— Start of LISTING —
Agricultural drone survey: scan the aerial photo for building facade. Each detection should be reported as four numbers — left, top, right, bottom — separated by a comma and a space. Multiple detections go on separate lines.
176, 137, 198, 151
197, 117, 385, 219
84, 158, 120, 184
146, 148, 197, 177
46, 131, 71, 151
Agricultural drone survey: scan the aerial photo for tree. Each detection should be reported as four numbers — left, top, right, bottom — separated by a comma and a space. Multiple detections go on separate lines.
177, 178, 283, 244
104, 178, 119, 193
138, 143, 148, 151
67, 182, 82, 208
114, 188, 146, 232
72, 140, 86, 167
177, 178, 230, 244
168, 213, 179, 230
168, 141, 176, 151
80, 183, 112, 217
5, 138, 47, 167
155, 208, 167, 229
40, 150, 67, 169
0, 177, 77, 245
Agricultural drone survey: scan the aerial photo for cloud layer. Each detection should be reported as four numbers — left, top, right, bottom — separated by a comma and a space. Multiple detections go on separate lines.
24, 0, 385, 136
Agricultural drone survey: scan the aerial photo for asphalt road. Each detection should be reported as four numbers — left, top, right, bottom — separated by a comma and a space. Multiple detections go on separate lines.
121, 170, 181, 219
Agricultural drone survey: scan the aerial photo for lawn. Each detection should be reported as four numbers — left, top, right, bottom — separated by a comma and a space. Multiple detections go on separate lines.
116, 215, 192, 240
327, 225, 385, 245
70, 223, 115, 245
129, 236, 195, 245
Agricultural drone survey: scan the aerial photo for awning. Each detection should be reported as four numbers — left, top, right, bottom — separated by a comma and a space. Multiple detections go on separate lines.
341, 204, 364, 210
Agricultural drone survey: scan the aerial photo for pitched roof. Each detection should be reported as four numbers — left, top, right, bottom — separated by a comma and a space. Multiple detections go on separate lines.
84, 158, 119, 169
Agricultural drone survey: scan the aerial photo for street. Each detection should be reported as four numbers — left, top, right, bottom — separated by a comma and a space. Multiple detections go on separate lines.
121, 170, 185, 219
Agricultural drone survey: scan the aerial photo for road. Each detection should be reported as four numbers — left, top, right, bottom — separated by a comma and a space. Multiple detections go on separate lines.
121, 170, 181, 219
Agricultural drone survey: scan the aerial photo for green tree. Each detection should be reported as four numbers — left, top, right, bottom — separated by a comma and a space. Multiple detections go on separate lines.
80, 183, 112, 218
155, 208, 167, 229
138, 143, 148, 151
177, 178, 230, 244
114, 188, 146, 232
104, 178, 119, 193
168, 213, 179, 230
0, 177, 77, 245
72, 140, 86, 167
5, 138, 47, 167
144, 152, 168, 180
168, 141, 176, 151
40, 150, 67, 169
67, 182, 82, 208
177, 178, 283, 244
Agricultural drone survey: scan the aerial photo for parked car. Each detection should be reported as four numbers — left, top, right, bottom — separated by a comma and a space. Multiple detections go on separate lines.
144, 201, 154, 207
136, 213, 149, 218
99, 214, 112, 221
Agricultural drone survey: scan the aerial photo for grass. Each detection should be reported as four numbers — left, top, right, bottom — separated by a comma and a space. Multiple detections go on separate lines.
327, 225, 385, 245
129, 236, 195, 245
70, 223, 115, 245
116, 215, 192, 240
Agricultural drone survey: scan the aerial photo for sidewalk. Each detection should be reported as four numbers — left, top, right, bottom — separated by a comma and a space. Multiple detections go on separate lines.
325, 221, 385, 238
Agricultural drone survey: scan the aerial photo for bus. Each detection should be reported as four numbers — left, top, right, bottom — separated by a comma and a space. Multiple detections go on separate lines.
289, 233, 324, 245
— End of LISTING —
§ TASK DETAILS
Copy the material above verbatim, line for line.

§ SOLVED PROBLEM
Agricultural drone survey: scan the aerial photo for building facade. Each detection should be reported as four numbers — left, top, right, bottom — separated by a comma and a space. Multiple detections go on separate lines.
176, 137, 198, 151
197, 117, 385, 219
84, 158, 120, 184
146, 148, 197, 177
46, 131, 71, 151
Agricultural drone survey: scan the aerial photo for tree. Each detection should be reported as four numbers — left, top, right, bottom — separated by a comma and a space. Multiple detections go on separate lines.
177, 178, 283, 244
104, 178, 119, 193
138, 143, 148, 151
67, 182, 82, 208
114, 188, 146, 232
72, 140, 86, 167
177, 178, 230, 244
168, 213, 179, 230
168, 141, 176, 151
80, 183, 112, 217
5, 138, 47, 167
155, 208, 167, 229
40, 150, 67, 169
0, 177, 77, 245
Agricultural drone survey: scan the aerial photo for cloud layer. Each detection should be reported as four numbers — left, top, right, bottom — separated by a comma and a space. Multiple detections go on separate lines.
24, 0, 385, 136
Agricultural drone survey: scan the aerial photo for asphalt road. Each detection should be reported as four numbers — left, top, right, bottom — separated by a comma and a space. Multiple detections go on separate lines.
121, 170, 181, 219
Agricultural drone survey: scan the aerial photo for lawn. Each detection should be reported as four numbers — left, top, right, bottom — separated by a comma and a space. Multiple detections go on separate lines.
116, 215, 192, 240
327, 225, 385, 245
70, 223, 115, 245
129, 236, 195, 245
Agricultural drone survey: scan the aerial photo for awning. Each detection should be reported as four numbers — left, top, right, bottom — separated by a comma and a space. Multiple detections go on separate lines.
341, 204, 364, 210
Agricultural drone survey: scan the aerial photo for pitched roof. Each detection should be reported as four numbers — left, top, right, bottom — separated by a comma and a space. Multiple detections go on separate lines.
84, 158, 119, 169
Agricultural drone survey: scan the aerial photo for street. Each detection should be reported as four numbers — left, top, right, bottom — separated by a comma and a space. Multiple detections go on separate lines.
121, 170, 185, 219
Agricultural drone survey: scan the aerial photo for road. Each detection should be reported as four numbers — left, top, right, bottom — separated by a comma and a space. Multiple detections go on separate lines.
121, 170, 181, 219
Agricultural drone survey: scan the aerial photo for green tree. Each detection should be reported as four numbers — left, top, right, bottom — separated by a comma and a space. Multiple detections go on separate lines.
80, 183, 112, 218
155, 208, 167, 229
138, 143, 148, 151
177, 178, 230, 244
114, 188, 146, 232
104, 178, 119, 193
168, 213, 179, 230
0, 177, 77, 245
72, 140, 86, 167
5, 138, 47, 167
144, 152, 168, 180
168, 141, 176, 151
40, 150, 67, 169
67, 182, 82, 208
177, 178, 283, 244
Agricultural drone survey: scan the aerial photo for parked car. Each detection should be reported as four numbers — left, top, right, bottom — separated by a comma and a space. Multiple detections go on separate lines.
144, 201, 154, 207
136, 213, 149, 218
99, 214, 112, 221
Agricultural drone survey: scan the aerial photo for grass. Each detection should be reported as four numbers — left, top, right, bottom — separated by a comma and a space. Multiple detections go on separate lines.
327, 225, 385, 245
129, 236, 195, 245
70, 223, 115, 245
116, 215, 192, 240
Agricultural drone survey: scan the aerial photo for sidewalk. Each detection should be reported as four numbers — left, top, right, bottom — separated by a comma and a space. Multiple detections go on separate lines.
325, 221, 385, 238
Agricultural drone survey: scan the aerial photo for bus. Each detection should be reported as four numbers — left, top, right, bottom — separated by a comma and a space. Multiple detections go on separate lines.
289, 233, 324, 245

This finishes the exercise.